------ ENTRIES SHOWN ------
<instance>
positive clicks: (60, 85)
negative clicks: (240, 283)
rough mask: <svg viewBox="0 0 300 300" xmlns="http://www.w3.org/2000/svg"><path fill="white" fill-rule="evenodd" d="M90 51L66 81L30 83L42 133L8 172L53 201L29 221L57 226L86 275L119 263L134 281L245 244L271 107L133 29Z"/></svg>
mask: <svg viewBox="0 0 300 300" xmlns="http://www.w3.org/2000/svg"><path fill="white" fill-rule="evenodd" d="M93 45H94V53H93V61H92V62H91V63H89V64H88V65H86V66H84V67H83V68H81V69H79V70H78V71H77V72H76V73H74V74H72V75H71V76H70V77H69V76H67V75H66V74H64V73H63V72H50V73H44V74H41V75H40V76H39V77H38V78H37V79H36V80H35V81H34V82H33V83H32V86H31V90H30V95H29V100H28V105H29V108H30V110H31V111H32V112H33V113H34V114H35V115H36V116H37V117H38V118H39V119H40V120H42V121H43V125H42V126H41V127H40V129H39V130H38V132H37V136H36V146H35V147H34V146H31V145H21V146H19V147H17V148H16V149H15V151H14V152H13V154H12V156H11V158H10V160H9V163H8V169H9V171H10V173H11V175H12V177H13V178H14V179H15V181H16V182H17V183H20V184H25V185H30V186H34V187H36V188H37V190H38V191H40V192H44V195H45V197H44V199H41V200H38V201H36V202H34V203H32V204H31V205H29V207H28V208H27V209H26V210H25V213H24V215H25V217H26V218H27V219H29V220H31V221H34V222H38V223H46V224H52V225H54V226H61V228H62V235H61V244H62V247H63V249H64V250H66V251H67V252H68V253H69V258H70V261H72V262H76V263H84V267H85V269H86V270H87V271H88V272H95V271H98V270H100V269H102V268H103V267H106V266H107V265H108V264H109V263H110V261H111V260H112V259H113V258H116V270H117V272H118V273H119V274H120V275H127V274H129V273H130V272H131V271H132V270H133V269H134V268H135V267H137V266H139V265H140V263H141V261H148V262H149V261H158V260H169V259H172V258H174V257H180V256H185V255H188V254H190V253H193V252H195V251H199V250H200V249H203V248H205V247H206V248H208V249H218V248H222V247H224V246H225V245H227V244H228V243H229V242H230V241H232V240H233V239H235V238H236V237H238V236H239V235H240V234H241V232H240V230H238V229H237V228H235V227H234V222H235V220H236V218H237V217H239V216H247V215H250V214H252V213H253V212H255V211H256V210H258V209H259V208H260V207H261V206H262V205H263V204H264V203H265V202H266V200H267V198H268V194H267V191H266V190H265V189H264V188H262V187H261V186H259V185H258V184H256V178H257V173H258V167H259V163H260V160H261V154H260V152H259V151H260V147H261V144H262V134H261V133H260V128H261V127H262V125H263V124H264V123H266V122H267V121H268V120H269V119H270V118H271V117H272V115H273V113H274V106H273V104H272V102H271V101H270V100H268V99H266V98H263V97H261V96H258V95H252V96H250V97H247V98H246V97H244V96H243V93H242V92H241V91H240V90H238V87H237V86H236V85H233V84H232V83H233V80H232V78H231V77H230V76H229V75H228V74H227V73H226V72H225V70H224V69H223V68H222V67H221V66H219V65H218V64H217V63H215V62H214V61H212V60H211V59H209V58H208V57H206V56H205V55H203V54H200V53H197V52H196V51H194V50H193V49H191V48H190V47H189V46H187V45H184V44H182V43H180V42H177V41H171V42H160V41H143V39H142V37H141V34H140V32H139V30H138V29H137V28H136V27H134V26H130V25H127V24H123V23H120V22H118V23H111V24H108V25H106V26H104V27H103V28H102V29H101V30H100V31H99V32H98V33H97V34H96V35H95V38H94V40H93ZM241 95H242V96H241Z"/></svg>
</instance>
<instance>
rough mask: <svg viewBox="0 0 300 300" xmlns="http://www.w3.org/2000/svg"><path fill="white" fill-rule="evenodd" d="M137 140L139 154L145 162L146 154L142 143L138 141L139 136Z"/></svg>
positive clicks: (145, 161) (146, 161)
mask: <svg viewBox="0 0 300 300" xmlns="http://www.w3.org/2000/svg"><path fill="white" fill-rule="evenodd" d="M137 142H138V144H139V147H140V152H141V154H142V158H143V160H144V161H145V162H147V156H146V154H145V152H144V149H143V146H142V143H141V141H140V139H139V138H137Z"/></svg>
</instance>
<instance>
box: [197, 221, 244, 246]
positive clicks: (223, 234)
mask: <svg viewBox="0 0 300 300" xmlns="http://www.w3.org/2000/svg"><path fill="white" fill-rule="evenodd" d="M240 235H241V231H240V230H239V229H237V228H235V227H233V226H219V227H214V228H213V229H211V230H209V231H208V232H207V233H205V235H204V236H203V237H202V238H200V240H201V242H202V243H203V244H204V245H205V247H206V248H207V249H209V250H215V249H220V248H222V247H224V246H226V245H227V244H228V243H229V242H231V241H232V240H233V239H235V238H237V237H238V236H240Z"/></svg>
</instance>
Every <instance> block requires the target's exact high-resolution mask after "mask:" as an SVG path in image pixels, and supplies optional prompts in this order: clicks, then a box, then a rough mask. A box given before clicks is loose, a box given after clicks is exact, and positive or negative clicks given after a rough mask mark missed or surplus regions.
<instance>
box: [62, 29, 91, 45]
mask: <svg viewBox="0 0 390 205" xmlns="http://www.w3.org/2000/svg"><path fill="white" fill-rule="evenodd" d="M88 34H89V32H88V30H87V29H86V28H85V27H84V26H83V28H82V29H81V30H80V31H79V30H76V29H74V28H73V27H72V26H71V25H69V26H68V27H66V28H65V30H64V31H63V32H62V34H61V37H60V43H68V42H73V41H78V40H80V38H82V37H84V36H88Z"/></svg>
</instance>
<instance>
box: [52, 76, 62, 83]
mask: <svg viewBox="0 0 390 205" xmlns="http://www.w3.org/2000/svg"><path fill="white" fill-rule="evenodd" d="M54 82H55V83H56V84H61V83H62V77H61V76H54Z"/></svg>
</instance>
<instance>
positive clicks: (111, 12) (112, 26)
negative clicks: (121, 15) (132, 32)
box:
------
-- EXERCISE REQUIREMENTS --
Which lines of the records contain the word "clicks"? Show each of those lines in full, matching case exactly.

-- REPLY --
positive clicks: (60, 85)
negative clicks: (240, 283)
positive clicks: (145, 161) (146, 161)
positive clicks: (223, 234)
Every <instance> block requires the target's exact high-resolution mask after "mask:" as an SVG path in image pixels, and supplies optional prompts in this order: clicks, then a box, then a rough mask. A box given before clicks is loose, a box given after clicks is exact, and positive or negative clicks given after a rough mask mark missed or surplus regions.
positive clicks: (111, 12) (112, 26)
negative clicks: (121, 15) (132, 32)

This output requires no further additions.